In one variation of the invention, the collar portion is dimensioned for positioning the carrier portion above the cooling reservoir of a conventional water dispenser. The conduit includes a ballcock supply valve disposed within the cooling reservoir for controlling the flow of water from the plastic bag into the cooling reservoir.

BRIEF DESCRIPTION OF THE DRAWINGS

The preferred embodiment of the invention will now be described, by way of example only, with reference to the drawings, in which:

FIG. 1 is a longitudinal cross-sectional view of a conventional water cooler;

FIG. 2 is a longitudinal cross-sectional view of a fluid dispensing system, according to the invention, showing the sealed enclosure, the support means, the spigot and the conduit;

FIG. 3 is a magnified cross-sectional view of the spigot shown in FIG. 2;

FIG. 4A is a side plan view of the sealed enclosure depicted in FIG. 2, showing the peel-off protective cover;

FIG. 4B is a perspective view of the sealed enclosure shown in FIG. 4A;

FIG. 5 is a magnified cross-sectional view of one variation of the spigot shown in FIG. 3.

FIG. 6A is a magnified cross-sectional view of another variation of the spigot shown in FIG. 3;

FIG. 6B is a top plan view of the spigot shown in FIG. 6B;

FIG. 7 is a longitudinal cross-sectional view of the fluid dispensing system in accordance with one aspect of the invention, showing the sealed enclosure and the integrally-molded support means positioned on top of a conventional water cooler; and

FIG. 8 is a perspective view of the fluid dispensing system of FIG. 7, shown without the sealed enclosure.

DETAILED DESCRIPTION OF A PREFERRED EMBODIMENT

Before describing the fluid dispensing system, in accordance with the invention, a conventional water cooler will be described first, followed by a description of the preferred embodiment of the invention.

Turning to FIG. 1, a conventional water cooler, denoted generally as 10, is shown comprising a free-standing housing 12, and an access tap 14 including a flow-control valve 16 for allowing water to be drawn from the cooler 10. The cooler 10 includes a reservoir 18 within the housing 12, and is open at the top to allow water to empty into the reservoir 18. A plurality of cooling elements or refrigerating coils 20 are arranged around the reservoir 18 to cool the water prior to being drawn from the cooler 10. A rigid plastic water bottle 22 having a large body portion 24 and a narrow neck portion 26 is located upside down resting in a shallow saucer-shaped portion 28 at the top of the water cooler housing 12. The shallow saucer-shaped portion 28 has a simple aperture 30 through which the neck 26 of the bottle 22 protrudes, so that the neck 26 is located within the cooling reservoir 18. The mouth 32 of the water bottle 22 is located just below a desired upper water level of the cooling reservoir 18.

◇ ◇ ◇

* [Written problem 1]: Return the part of the water dispenser text from "FIG. 8 is a" up to and including "of the invention.", copied word for word.

◇ ◇ ◇

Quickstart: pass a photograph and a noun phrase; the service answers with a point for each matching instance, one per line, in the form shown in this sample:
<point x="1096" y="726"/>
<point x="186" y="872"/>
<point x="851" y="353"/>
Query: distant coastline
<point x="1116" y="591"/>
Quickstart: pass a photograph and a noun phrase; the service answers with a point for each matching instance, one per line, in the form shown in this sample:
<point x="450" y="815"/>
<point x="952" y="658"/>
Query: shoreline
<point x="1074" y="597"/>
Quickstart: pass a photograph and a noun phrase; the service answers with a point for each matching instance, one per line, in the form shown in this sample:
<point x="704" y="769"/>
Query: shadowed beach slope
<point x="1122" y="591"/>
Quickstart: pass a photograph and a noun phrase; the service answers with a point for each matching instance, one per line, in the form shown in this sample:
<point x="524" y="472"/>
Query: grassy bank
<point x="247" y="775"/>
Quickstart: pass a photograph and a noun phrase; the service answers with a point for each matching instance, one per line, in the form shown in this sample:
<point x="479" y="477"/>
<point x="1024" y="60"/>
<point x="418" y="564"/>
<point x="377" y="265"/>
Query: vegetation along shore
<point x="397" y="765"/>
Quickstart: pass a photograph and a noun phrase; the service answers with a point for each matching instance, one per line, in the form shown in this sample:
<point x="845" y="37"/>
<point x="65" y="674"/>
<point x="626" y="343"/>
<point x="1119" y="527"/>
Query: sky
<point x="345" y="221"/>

◇ ◇ ◇

* [Written problem 2]: In the entire listing above, swap "Query" for "Prompt" everywhere it appears, and give the listing back with nothing else changed.

* [Exercise answer 1]:
FIG. 8 is a perspective view of the fluid dispensing system of FIG. 7, shown without the sealed enclosure.

DETAILED DESCRIPTION OF A PREFERRED EMBODIMENT

Before describing the fluid dispensing system, in accordance with the invention, a conventional water cooler will be described first, followed by a description of the preferred embodiment of the invention.

* [Exercise answer 2]:
Quickstart: pass a photograph and a noun phrase; the service answers with a point for each matching instance, one per line, in the form shown in this sample:
<point x="1096" y="726"/>
<point x="186" y="872"/>
<point x="851" y="353"/>
Prompt: distant coastline
<point x="1116" y="591"/>
Quickstart: pass a photograph and a noun phrase; the service answers with a point for each matching instance, one per line, in the form shown in this sample:
<point x="450" y="815"/>
<point x="952" y="658"/>
Prompt: shoreline
<point x="1074" y="597"/>
Quickstart: pass a photograph and a noun phrase; the service answers with a point for each matching instance, one per line, in the form shown in this sample:
<point x="704" y="769"/>
Prompt: shadowed beach slope
<point x="1122" y="591"/>
Quickstart: pass a photograph and a noun phrase; the service answers with a point for each matching instance, one per line, in the form shown in this sample:
<point x="524" y="472"/>
Prompt: grassy bank
<point x="247" y="775"/>
Quickstart: pass a photograph and a noun phrase; the service answers with a point for each matching instance, one per line, in the form shown in this sample:
<point x="479" y="477"/>
<point x="1024" y="60"/>
<point x="418" y="564"/>
<point x="377" y="265"/>
Prompt: vegetation along shore
<point x="397" y="765"/>
Quickstart: pass a photograph and a noun phrase; the service answers with a point for each matching instance, one per line, in the form shown in this sample:
<point x="845" y="37"/>
<point x="65" y="674"/>
<point x="626" y="343"/>
<point x="1119" y="527"/>
Prompt: sky
<point x="345" y="221"/>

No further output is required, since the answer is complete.